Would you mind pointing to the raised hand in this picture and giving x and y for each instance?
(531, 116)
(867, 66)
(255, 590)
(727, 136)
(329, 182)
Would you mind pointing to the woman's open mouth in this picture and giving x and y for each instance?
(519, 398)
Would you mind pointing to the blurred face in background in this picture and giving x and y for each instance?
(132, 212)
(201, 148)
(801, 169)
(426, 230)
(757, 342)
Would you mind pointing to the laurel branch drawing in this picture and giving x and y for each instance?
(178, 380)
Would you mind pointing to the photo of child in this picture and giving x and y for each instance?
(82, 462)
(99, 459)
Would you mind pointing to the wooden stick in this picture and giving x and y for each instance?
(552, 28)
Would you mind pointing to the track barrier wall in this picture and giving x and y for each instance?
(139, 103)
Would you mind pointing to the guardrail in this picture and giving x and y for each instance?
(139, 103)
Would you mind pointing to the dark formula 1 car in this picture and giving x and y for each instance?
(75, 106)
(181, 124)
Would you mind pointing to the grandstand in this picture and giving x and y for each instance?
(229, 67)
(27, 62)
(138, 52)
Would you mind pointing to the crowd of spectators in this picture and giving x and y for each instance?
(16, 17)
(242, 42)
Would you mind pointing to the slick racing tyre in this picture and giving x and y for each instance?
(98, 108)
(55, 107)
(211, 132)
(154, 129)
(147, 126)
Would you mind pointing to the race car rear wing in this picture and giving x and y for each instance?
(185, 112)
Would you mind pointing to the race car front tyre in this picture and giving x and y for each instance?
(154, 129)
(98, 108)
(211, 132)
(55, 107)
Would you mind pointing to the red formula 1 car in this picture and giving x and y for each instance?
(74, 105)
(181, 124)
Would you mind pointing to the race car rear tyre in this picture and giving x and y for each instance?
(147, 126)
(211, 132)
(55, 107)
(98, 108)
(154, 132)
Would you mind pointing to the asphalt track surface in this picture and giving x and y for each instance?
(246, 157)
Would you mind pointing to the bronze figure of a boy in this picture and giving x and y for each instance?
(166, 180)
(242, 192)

=== What is expected ===
Extract the whole listing, character for character.

=== Written answer ===
Would you mind pointing to the raised hand in this picture and giving x and y for each instance?
(531, 116)
(867, 66)
(255, 590)
(727, 136)
(329, 182)
Would you mind pointing to the woman's open mouth in this picture and giving x and y for each instance?
(519, 398)
Would you mind pointing to the blurred face in background in this picture and giving x and y for each instance?
(132, 212)
(201, 148)
(801, 169)
(426, 230)
(757, 342)
Would you mind pointing to the laurel branch drawing in this picture and giving x and y for each instance?
(178, 380)
Would you mind pointing to the photo of child in this picture and giving x and y for each instance?
(82, 462)
(99, 459)
Would you mind pointing to the wooden stick in this picture and giving x and y for each instance?
(552, 28)
Would you mind pointing to the track barrier wall in this picture and giving x and y for each instance?
(139, 103)
Would you mind pointing to the guardrail in this picture and giving x and y for each instance?
(139, 103)
Would you mind pointing to the dark formula 1 car in this picture and giving x and y for each instance?
(75, 106)
(181, 124)
Would you mind pointing to the grandstand in this picture and giving x and y for each instance?
(229, 67)
(27, 62)
(138, 52)
Would you mind pointing to the crowd of spectators in this picture and giving x and y for each instance?
(16, 17)
(242, 42)
Would you mind pointing to the slick racing tyre in this picture and giving x and y for each instance?
(98, 108)
(55, 107)
(211, 132)
(154, 129)
(147, 126)
Would you mind pointing to the race car rear wing in this picture and giving x and y for each instance?
(185, 112)
Would you mind pointing to the race car front tyre in this picture and giving x and y for each instance?
(154, 129)
(98, 108)
(211, 132)
(55, 107)
Would you mind pointing to the red formula 1 car in this picture and giving x and y for each instance?
(74, 105)
(181, 124)
Would you mind pointing to the race car rear tyre in this picture and giving x and y for each instance?
(147, 126)
(211, 132)
(55, 107)
(98, 108)
(154, 132)
Would you mind pointing to the asphalt track surface in this picture and giving x and y for each instance?
(246, 157)
Would you mind pointing to the bronze figure of a boy in this picture and giving x and y for each instance?
(166, 180)
(242, 192)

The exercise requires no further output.